_TASK DESCRIPTION_
Whichever lines of the entries hold the word "Kindly" should be identified and copied.

Stored data entries
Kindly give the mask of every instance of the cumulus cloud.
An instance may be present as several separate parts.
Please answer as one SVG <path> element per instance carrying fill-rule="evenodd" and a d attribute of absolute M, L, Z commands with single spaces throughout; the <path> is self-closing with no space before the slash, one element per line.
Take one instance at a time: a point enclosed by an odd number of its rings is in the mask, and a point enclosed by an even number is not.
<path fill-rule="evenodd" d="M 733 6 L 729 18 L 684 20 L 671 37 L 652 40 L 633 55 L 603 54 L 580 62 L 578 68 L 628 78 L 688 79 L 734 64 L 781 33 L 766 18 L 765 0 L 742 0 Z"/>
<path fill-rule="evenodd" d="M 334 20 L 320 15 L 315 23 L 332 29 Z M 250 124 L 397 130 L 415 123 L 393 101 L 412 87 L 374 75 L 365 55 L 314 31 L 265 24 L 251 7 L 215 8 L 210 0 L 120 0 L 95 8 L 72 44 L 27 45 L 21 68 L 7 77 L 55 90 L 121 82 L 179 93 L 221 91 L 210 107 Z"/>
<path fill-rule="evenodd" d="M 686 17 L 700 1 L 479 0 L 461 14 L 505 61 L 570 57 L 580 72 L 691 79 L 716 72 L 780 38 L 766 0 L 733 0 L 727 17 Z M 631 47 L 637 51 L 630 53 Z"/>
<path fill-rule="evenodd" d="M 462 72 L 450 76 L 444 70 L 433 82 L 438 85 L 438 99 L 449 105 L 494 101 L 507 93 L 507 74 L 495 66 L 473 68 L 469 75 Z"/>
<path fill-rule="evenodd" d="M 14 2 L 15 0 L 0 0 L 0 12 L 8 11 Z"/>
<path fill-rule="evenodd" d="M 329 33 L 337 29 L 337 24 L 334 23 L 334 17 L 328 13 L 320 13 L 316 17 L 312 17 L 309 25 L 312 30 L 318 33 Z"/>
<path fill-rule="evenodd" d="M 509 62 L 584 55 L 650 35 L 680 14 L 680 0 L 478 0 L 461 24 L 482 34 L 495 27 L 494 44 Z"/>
--
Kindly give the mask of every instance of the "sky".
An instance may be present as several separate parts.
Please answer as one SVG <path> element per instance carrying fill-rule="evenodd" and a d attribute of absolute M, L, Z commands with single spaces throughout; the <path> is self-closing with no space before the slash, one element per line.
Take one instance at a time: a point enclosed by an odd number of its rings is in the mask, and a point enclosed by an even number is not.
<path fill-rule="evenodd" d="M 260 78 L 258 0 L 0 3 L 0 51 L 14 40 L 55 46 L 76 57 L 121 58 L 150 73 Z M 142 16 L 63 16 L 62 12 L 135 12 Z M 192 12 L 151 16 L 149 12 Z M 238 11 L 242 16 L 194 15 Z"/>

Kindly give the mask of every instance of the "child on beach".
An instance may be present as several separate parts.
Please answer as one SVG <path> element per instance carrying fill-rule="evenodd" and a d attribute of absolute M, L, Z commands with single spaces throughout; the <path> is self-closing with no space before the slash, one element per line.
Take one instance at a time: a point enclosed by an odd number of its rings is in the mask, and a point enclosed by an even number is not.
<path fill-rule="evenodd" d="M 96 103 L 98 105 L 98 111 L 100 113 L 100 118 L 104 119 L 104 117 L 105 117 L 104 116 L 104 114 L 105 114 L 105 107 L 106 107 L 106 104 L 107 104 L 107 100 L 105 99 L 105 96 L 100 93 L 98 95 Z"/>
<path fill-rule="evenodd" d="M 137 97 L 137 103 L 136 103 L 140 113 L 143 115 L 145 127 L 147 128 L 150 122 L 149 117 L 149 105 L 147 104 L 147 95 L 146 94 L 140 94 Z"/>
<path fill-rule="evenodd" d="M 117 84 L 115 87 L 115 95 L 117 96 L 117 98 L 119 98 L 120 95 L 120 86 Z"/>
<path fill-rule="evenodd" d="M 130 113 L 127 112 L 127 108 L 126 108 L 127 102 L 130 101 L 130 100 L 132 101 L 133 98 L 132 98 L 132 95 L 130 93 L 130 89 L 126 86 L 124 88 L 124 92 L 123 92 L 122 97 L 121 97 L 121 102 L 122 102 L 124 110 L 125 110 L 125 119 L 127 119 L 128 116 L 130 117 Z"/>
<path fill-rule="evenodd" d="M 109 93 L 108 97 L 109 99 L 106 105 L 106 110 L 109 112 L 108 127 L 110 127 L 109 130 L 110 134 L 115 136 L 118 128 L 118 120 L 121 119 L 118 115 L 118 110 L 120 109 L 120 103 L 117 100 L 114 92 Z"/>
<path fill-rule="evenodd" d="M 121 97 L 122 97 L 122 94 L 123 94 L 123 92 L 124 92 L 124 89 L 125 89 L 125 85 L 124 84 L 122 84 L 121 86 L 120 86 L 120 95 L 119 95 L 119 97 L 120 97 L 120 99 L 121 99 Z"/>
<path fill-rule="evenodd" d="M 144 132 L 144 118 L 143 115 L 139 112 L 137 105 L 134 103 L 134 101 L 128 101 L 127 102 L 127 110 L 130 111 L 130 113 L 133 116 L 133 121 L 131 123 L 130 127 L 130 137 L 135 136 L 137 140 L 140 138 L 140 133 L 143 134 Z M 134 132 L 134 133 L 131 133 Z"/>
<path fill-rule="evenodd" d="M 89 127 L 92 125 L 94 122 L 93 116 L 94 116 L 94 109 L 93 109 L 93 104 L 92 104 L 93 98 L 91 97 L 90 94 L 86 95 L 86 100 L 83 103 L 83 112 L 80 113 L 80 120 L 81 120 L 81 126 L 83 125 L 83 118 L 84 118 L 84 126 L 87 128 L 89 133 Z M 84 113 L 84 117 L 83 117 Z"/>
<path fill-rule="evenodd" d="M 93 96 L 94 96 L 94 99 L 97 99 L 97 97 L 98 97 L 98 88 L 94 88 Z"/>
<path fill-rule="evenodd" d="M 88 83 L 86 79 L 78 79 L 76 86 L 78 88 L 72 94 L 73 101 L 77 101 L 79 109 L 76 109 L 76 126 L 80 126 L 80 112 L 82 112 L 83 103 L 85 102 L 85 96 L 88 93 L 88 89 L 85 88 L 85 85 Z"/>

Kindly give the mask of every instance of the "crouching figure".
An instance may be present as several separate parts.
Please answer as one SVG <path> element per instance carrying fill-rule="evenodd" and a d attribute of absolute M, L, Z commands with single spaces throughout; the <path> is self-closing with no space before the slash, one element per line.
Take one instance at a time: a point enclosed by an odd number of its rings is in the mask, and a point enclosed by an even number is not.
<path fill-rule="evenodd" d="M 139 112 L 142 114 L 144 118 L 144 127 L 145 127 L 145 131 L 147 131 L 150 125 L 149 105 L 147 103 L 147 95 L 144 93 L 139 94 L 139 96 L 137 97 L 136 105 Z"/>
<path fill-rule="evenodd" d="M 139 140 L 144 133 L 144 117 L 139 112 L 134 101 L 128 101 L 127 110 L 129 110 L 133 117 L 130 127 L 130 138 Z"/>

_YOUR SOLUTION_
Kindly give the mask of every instance of the cumulus cloud.
Kindly give the mask of every instance of the "sky".
Kindly give the mask of every instance of the "child on beach".
Kindly give the mask of every instance of the "crouching figure".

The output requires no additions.